> _REQUIREMENTS_: Copy out every line of the material below word for word, changing nothing.

> _DATA SHOWN_:
====

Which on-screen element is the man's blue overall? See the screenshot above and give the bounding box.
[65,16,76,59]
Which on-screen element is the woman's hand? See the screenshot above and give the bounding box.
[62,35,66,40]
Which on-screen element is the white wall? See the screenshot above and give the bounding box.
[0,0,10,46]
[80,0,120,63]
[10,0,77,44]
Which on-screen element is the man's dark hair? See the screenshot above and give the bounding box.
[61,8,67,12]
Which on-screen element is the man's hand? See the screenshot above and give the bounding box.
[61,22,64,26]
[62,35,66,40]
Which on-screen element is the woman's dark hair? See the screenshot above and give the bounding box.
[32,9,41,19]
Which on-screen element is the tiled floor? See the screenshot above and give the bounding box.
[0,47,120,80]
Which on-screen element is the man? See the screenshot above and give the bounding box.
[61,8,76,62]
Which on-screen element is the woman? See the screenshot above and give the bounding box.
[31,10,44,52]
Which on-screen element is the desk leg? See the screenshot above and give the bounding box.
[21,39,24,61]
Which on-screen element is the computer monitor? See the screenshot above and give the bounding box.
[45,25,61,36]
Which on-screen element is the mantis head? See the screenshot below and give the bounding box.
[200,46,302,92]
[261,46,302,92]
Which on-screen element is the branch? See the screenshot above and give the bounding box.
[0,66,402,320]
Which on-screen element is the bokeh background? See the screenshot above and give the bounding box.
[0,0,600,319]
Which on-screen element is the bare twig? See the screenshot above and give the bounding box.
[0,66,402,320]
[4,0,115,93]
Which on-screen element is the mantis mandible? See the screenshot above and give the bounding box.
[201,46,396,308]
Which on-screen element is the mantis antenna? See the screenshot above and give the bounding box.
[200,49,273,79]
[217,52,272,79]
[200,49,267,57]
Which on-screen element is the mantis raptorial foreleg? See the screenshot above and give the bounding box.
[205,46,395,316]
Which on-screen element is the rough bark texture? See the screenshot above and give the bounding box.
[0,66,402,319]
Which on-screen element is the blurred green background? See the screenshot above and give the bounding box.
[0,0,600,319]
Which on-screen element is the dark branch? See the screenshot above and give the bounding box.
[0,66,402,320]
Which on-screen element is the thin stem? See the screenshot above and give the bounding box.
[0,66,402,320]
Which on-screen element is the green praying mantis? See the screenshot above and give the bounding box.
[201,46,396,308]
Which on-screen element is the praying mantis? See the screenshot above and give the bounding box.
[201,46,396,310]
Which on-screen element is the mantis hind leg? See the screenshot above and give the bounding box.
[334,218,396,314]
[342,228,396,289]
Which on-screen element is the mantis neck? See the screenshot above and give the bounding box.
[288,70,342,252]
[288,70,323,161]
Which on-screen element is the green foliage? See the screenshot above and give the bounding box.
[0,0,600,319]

====

> _SOLUTION FOR THIS EXERCISE_:
Which on-screen element is the man's blue overall? See the screenshot above and give the bounding box.
[65,16,76,59]
Which on-screen element is the woman's hand? See the screenshot above and give the bounding box.
[62,35,66,40]
Which on-screen element is the white wall? See the screenshot above and give the bounding box.
[0,0,10,46]
[80,0,120,63]
[10,0,77,44]
Which on-screen element is the man's dark hair? See the screenshot above and give the bounding box.
[61,8,67,12]
Which on-screen element is the man's hand? See the screenshot above and give the bounding box.
[61,22,64,26]
[62,35,66,40]
Which on-screen element is the woman's dark hair? See the screenshot above and give the bounding box.
[32,9,41,19]
Which on-screen element is the tiled floor? See the screenshot above and give the bounding box.
[0,47,120,80]
Which on-screen element is the man? See the screenshot above and give the bounding box.
[61,8,76,62]
Which on-screen element is the woman? See the screenshot above and give the bounding box.
[31,10,44,52]
Which on-screen element is the desk leg? See the screenshot above and give the bounding box.
[21,39,24,61]
Which on-screen element is the computer monitor? See the screenshot above and give the bounding box.
[45,25,61,36]
Which on-screen element is the mantis head? See the screenshot below and give the bounding box.
[200,46,302,92]
[261,46,302,92]
Which on-screen element is the branch? See the screenshot above and give the bounding box.
[0,66,402,320]
Which on-screen element is the bokeh background? See the screenshot above and give the bounding box.
[0,0,600,319]
Which on-screen element is the bare twig? See the screenshot above and give the bounding box.
[0,66,402,320]
[4,0,115,93]
Which on-screen element is the mantis mandible? See the screenshot above and give the bounding box.
[201,46,396,308]
Which on-screen element is the mantis antenna? See the screenshot above and give the bounding box.
[200,49,273,79]
[217,52,272,79]
[200,49,267,57]
Which on-screen element is the mantis raptorial foreleg? See the screenshot above and give the bounding box.
[205,46,395,316]
Which on-screen element is the rough bark texture? See the screenshot above and give the bounding box.
[0,66,402,319]
Which on-screen element is the blurred green background? See the screenshot above and give the bounding box.
[0,0,600,319]
Which on-screen element is the dark branch? See the screenshot above and give the bounding box.
[0,66,402,320]
Which on-screen element is the thin stem? See the screenshot above and give the bounding box.
[0,66,402,320]
Which on-screen element is the green praying mantis? See the screenshot above and give the bounding box.
[201,46,396,308]
Which on-screen element is the praying mantis? See the screenshot above and give the bounding box.
[201,46,396,310]
Which on-screen element is the mantis hind leg? See the screenshot above and give the bounding box.
[334,218,396,314]
[342,228,396,289]
Which on-screen element is the mantis neck? See the screenshot above and give the bounding box.
[288,70,342,252]
[288,70,323,161]
Which on-screen element is the green foliage? See the screenshot above and give the bounding box.
[0,0,600,319]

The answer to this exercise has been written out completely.